REQUEST >>
Beginning with the line containing "person in cowboy" and ending with the last line, repeat the records exactly.

═══ TASK INPUT

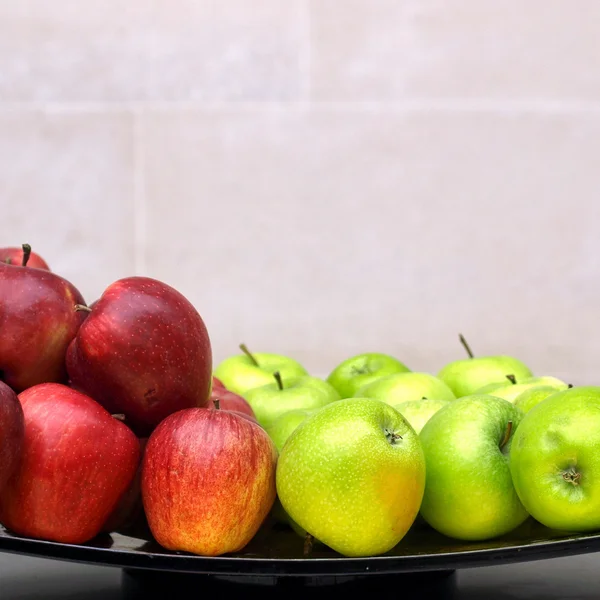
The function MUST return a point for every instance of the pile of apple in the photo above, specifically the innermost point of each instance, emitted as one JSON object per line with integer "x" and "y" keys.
{"x": 112, "y": 412}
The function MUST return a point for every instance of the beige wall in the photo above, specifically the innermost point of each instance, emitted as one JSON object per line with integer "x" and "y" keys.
{"x": 321, "y": 178}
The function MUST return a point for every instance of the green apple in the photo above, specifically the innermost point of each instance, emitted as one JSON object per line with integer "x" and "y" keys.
{"x": 357, "y": 371}
{"x": 402, "y": 387}
{"x": 555, "y": 460}
{"x": 352, "y": 475}
{"x": 242, "y": 372}
{"x": 469, "y": 494}
{"x": 418, "y": 412}
{"x": 529, "y": 398}
{"x": 466, "y": 376}
{"x": 274, "y": 399}
{"x": 281, "y": 428}
{"x": 511, "y": 388}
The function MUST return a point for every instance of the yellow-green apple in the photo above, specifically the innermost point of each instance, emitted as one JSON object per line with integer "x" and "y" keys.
{"x": 466, "y": 376}
{"x": 529, "y": 398}
{"x": 418, "y": 412}
{"x": 281, "y": 428}
{"x": 352, "y": 475}
{"x": 208, "y": 481}
{"x": 77, "y": 462}
{"x": 274, "y": 399}
{"x": 242, "y": 372}
{"x": 357, "y": 371}
{"x": 144, "y": 352}
{"x": 38, "y": 323}
{"x": 555, "y": 460}
{"x": 469, "y": 494}
{"x": 22, "y": 256}
{"x": 12, "y": 433}
{"x": 402, "y": 387}
{"x": 511, "y": 387}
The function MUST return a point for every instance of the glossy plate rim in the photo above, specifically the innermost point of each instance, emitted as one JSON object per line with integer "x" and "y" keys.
{"x": 132, "y": 559}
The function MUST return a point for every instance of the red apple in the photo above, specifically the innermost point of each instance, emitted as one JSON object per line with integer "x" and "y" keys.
{"x": 129, "y": 509}
{"x": 23, "y": 256}
{"x": 38, "y": 320}
{"x": 12, "y": 433}
{"x": 208, "y": 481}
{"x": 143, "y": 351}
{"x": 217, "y": 383}
{"x": 77, "y": 462}
{"x": 231, "y": 401}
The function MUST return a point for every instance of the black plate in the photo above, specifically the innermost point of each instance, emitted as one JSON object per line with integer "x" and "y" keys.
{"x": 277, "y": 551}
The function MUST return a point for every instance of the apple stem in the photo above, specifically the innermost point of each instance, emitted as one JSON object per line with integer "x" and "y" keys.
{"x": 466, "y": 346}
{"x": 572, "y": 476}
{"x": 308, "y": 543}
{"x": 26, "y": 254}
{"x": 506, "y": 435}
{"x": 82, "y": 308}
{"x": 278, "y": 379}
{"x": 249, "y": 354}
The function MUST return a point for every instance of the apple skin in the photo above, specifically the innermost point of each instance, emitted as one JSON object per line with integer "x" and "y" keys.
{"x": 510, "y": 391}
{"x": 402, "y": 387}
{"x": 143, "y": 351}
{"x": 77, "y": 461}
{"x": 469, "y": 494}
{"x": 12, "y": 433}
{"x": 208, "y": 481}
{"x": 283, "y": 426}
{"x": 231, "y": 401}
{"x": 555, "y": 460}
{"x": 466, "y": 376}
{"x": 418, "y": 412}
{"x": 270, "y": 402}
{"x": 14, "y": 256}
{"x": 526, "y": 400}
{"x": 359, "y": 370}
{"x": 345, "y": 476}
{"x": 129, "y": 509}
{"x": 217, "y": 383}
{"x": 39, "y": 320}
{"x": 239, "y": 374}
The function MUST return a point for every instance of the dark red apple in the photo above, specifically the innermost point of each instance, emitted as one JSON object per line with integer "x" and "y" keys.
{"x": 217, "y": 383}
{"x": 143, "y": 351}
{"x": 129, "y": 510}
{"x": 77, "y": 462}
{"x": 38, "y": 320}
{"x": 208, "y": 481}
{"x": 12, "y": 433}
{"x": 231, "y": 401}
{"x": 23, "y": 256}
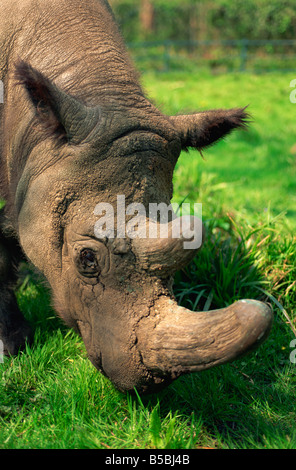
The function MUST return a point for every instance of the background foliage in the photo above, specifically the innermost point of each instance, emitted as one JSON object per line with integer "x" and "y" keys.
{"x": 204, "y": 20}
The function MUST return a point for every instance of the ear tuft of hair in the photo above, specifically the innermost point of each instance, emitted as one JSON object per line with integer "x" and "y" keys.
{"x": 40, "y": 92}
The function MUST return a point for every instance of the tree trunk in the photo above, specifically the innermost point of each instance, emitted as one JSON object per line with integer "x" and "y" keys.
{"x": 146, "y": 16}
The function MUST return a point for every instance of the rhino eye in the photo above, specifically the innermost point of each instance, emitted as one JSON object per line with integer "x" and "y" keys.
{"x": 88, "y": 263}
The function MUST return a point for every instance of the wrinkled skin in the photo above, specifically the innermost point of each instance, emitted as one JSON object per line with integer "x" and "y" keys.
{"x": 78, "y": 130}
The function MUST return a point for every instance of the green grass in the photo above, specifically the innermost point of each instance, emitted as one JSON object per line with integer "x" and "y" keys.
{"x": 52, "y": 397}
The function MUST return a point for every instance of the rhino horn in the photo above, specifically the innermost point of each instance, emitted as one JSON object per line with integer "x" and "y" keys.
{"x": 174, "y": 340}
{"x": 61, "y": 114}
{"x": 166, "y": 253}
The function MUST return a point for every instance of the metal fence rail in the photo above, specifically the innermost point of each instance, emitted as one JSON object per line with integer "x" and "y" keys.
{"x": 227, "y": 55}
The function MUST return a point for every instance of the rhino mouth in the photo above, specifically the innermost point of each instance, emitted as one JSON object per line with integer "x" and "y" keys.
{"x": 161, "y": 340}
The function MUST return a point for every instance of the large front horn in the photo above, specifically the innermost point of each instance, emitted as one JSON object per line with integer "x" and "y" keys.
{"x": 173, "y": 340}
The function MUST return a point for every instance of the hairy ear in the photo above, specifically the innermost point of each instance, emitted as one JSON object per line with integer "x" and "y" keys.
{"x": 204, "y": 129}
{"x": 40, "y": 93}
{"x": 62, "y": 115}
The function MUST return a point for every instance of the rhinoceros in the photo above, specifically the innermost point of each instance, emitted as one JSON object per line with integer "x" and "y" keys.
{"x": 78, "y": 131}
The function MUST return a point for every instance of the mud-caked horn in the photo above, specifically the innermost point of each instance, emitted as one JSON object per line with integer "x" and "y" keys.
{"x": 173, "y": 340}
{"x": 167, "y": 247}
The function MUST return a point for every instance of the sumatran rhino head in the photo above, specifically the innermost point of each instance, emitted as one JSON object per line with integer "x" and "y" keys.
{"x": 113, "y": 283}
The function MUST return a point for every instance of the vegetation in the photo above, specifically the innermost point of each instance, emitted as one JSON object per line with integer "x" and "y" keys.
{"x": 215, "y": 19}
{"x": 52, "y": 397}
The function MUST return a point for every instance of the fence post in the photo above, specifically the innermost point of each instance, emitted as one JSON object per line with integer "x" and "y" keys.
{"x": 1, "y": 92}
{"x": 166, "y": 55}
{"x": 243, "y": 54}
{"x": 1, "y": 352}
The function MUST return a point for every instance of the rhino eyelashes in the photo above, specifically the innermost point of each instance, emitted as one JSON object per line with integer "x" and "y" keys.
{"x": 88, "y": 263}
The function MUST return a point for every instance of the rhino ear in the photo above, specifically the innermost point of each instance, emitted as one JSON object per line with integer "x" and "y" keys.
{"x": 62, "y": 115}
{"x": 204, "y": 129}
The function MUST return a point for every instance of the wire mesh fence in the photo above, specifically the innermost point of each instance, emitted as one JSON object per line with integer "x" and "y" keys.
{"x": 221, "y": 56}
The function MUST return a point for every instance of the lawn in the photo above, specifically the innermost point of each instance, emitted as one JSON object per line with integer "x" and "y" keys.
{"x": 52, "y": 397}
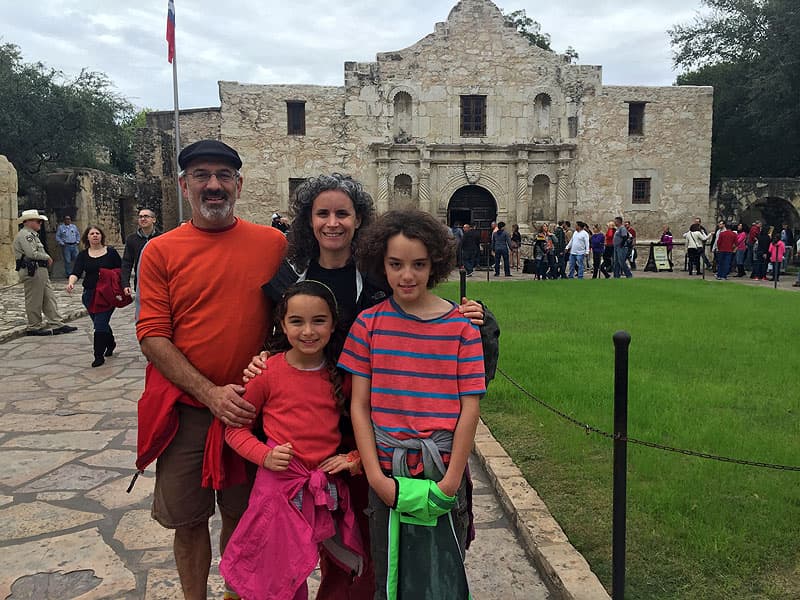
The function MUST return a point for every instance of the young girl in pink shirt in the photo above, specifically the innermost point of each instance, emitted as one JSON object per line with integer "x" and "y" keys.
{"x": 297, "y": 504}
{"x": 776, "y": 251}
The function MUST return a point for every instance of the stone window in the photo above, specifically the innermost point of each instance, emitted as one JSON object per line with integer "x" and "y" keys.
{"x": 572, "y": 125}
{"x": 473, "y": 116}
{"x": 541, "y": 116}
{"x": 636, "y": 118}
{"x": 402, "y": 188}
{"x": 641, "y": 191}
{"x": 296, "y": 117}
{"x": 402, "y": 118}
{"x": 294, "y": 183}
{"x": 541, "y": 207}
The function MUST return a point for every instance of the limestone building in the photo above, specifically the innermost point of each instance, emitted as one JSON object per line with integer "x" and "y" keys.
{"x": 471, "y": 123}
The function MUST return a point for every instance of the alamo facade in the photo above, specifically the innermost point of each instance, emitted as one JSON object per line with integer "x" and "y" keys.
{"x": 471, "y": 123}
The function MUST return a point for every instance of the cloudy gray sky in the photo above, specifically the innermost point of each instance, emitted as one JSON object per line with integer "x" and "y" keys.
{"x": 307, "y": 41}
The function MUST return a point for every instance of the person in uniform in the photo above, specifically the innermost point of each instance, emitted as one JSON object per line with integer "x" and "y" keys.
{"x": 68, "y": 236}
{"x": 32, "y": 265}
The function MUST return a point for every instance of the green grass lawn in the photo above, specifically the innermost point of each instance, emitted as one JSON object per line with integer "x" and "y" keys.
{"x": 714, "y": 367}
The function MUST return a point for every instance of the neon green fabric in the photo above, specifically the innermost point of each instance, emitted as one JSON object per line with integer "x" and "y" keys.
{"x": 421, "y": 502}
{"x": 422, "y": 541}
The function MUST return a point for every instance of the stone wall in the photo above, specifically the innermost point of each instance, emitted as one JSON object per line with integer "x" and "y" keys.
{"x": 90, "y": 197}
{"x": 9, "y": 212}
{"x": 774, "y": 201}
{"x": 555, "y": 144}
{"x": 674, "y": 151}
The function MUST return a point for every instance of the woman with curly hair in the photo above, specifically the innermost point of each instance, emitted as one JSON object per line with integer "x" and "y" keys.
{"x": 94, "y": 257}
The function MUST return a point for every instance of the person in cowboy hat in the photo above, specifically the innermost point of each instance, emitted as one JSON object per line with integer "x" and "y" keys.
{"x": 32, "y": 265}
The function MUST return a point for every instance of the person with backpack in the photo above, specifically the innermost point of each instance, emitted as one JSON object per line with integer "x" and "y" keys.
{"x": 621, "y": 249}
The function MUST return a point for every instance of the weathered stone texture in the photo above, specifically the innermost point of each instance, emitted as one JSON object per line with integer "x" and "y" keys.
{"x": 675, "y": 152}
{"x": 556, "y": 143}
{"x": 9, "y": 211}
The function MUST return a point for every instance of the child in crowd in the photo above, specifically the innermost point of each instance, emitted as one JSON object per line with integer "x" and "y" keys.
{"x": 297, "y": 503}
{"x": 418, "y": 375}
{"x": 777, "y": 250}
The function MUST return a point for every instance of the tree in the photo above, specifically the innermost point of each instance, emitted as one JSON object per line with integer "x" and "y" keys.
{"x": 532, "y": 31}
{"x": 49, "y": 121}
{"x": 749, "y": 50}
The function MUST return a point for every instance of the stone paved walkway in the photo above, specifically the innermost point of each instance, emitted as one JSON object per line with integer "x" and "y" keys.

══════

TASK ANSWER >>
The function MUST return a point for every instance of the person in cowboy hat in the photo above, specifically the innermost point of each instance, emitted as one JSON object per line with integer "x" and "y" keys.
{"x": 32, "y": 265}
The function MUST return a point for every instance of the person with backpack in the photo above, specifically the innermost point of each instance, emitted as one JSON object per line with integer "x" and "y" keys.
{"x": 621, "y": 249}
The function MUST return a point for every instance of the weathered stone texture in the photo above, specifically the innermost point of each instance, emitted as one JSON object per line with integer "x" and "y" keys.
{"x": 675, "y": 152}
{"x": 556, "y": 143}
{"x": 9, "y": 211}
The function MUST return a point for every instance of the child in crowd in the photo above, specifically the innermost point of each instance, emitted as one JSON object per line with integer "x" and "y" keys.
{"x": 297, "y": 503}
{"x": 418, "y": 375}
{"x": 777, "y": 250}
The function MUST return a point for every instance of the tree in the photo above, specifically the innermost point of each instance, emitted as one JSON object per line with integer "x" and "y" keys.
{"x": 532, "y": 31}
{"x": 49, "y": 121}
{"x": 749, "y": 50}
The function MUST return a point for every instance of the stone paved walkway in the photo above, specifically the innermost point of each instance, emitted as one JSON object per line with integer "x" and "y" keys.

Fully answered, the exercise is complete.